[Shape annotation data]
________

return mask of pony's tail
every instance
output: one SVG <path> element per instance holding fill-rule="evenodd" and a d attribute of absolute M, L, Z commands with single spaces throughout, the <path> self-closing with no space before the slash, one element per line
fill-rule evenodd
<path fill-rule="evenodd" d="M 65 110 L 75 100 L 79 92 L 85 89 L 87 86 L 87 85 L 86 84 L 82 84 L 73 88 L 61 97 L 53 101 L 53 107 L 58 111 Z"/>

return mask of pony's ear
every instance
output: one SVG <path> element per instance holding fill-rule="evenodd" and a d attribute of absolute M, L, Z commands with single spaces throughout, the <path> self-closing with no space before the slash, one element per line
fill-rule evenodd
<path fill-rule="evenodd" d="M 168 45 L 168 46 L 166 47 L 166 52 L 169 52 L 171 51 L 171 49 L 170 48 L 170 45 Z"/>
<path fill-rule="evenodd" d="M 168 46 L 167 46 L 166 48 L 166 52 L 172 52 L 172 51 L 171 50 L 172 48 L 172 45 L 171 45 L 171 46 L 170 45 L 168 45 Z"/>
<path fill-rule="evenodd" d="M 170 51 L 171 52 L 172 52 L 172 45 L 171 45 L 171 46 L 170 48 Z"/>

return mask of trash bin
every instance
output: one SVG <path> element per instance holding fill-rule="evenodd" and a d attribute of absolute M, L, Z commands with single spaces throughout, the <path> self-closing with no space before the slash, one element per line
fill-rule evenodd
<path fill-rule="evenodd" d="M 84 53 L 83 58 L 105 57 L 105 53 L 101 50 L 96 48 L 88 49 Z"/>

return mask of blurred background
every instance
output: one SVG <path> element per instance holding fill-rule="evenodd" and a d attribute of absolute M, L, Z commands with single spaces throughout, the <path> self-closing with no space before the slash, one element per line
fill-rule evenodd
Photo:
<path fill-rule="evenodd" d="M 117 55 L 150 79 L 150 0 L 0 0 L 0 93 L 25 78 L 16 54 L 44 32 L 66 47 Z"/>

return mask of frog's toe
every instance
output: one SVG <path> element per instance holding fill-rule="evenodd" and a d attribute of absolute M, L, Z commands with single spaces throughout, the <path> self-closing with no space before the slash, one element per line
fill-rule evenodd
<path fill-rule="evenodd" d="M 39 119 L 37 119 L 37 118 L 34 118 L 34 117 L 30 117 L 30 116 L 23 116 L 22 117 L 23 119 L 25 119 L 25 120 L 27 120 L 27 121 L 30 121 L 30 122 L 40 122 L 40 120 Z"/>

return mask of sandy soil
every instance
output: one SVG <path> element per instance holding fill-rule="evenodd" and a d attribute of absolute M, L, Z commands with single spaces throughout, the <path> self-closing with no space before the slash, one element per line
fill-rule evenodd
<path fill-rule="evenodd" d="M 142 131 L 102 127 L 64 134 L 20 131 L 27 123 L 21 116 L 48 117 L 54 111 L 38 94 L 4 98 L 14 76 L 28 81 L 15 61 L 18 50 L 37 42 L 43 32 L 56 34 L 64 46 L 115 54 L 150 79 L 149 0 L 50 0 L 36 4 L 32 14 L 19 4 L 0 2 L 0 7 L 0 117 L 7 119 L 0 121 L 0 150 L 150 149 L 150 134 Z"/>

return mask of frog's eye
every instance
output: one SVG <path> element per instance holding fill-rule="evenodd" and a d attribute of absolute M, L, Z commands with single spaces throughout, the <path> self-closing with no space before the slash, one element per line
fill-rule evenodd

________

WORK REQUIRED »
Reproduce all of the data above line for line, without changing a single character.

REPLY TO THE EXERCISE »
return mask of pony's tail
every instance
output: one SVG <path> element per instance holding fill-rule="evenodd" and a d attribute of absolute M, L, Z commands with single spaces throughout, the <path> self-closing with no space before the slash, one element per line
fill-rule evenodd
<path fill-rule="evenodd" d="M 65 110 L 75 100 L 79 92 L 85 89 L 87 86 L 87 85 L 86 84 L 82 84 L 73 88 L 61 97 L 53 101 L 53 107 L 58 111 Z"/>

return mask of pony's ear
every instance
output: one SVG <path> element per instance holding fill-rule="evenodd" and a d attribute of absolute M, L, Z commands with single spaces throughout, the <path> self-closing with no space before the slash, one element per line
fill-rule evenodd
<path fill-rule="evenodd" d="M 168 45 L 168 46 L 166 47 L 166 52 L 169 52 L 171 51 L 171 49 L 170 48 L 170 45 Z"/>
<path fill-rule="evenodd" d="M 168 46 L 167 46 L 166 48 L 166 52 L 172 52 L 172 51 L 171 50 L 172 48 L 172 45 L 171 45 L 171 46 L 170 45 L 168 45 Z"/>
<path fill-rule="evenodd" d="M 170 51 L 171 52 L 172 52 L 172 45 L 171 45 L 171 46 L 170 48 Z"/>

return mask of trash bin
every instance
output: one SVG <path> element per instance holding fill-rule="evenodd" and a d attribute of absolute M, L, Z commands with single spaces throughout, the <path> self-closing with no space before the slash, one element per line
fill-rule evenodd
<path fill-rule="evenodd" d="M 84 53 L 83 58 L 105 57 L 105 53 L 101 50 L 96 48 L 88 49 Z"/>

return mask of blurred background
every instance
output: one SVG <path> element per instance holding fill-rule="evenodd" and a d attribute of absolute M, L, Z commands with single spaces throughout, the <path> self-closing with no space before the slash, one element per line
fill-rule evenodd
Photo:
<path fill-rule="evenodd" d="M 117 55 L 150 79 L 150 0 L 0 0 L 0 93 L 25 78 L 16 54 L 44 32 L 66 47 Z"/>

return mask of frog's toe
every instance
output: one SVG <path> element per instance holding fill-rule="evenodd" and a d attribute of absolute M, L, Z commands with single spaces throughout, the <path> self-closing with no space before the slash, one element per line
fill-rule evenodd
<path fill-rule="evenodd" d="M 39 119 L 37 119 L 37 118 L 34 118 L 34 117 L 30 117 L 30 116 L 23 116 L 22 117 L 23 119 L 25 119 L 25 120 L 27 120 L 27 121 L 30 121 L 30 122 L 40 122 L 40 120 Z"/>

return mask of sandy soil
every instance
output: one SVG <path> element per instance holding fill-rule="evenodd" and a d attribute of absolute M, L, Z commands with single spaces throughout, the <path> self-closing with no space before the slash, one element per line
fill-rule evenodd
<path fill-rule="evenodd" d="M 142 131 L 102 127 L 64 134 L 20 131 L 27 123 L 21 116 L 48 117 L 54 111 L 38 94 L 4 98 L 14 76 L 28 81 L 15 61 L 18 50 L 37 42 L 43 32 L 56 34 L 64 46 L 115 54 L 150 79 L 149 0 L 50 0 L 36 4 L 32 14 L 19 4 L 0 2 L 0 7 L 0 117 L 7 119 L 0 121 L 0 150 L 150 149 L 150 134 Z"/>

return mask of frog's eye
every instance
output: one SVG <path> element per instance holding fill-rule="evenodd" and a d attribute of absolute M, L, Z commands with single spaces throughout, the <path> self-closing with no space before the slash, one element per line
fill-rule evenodd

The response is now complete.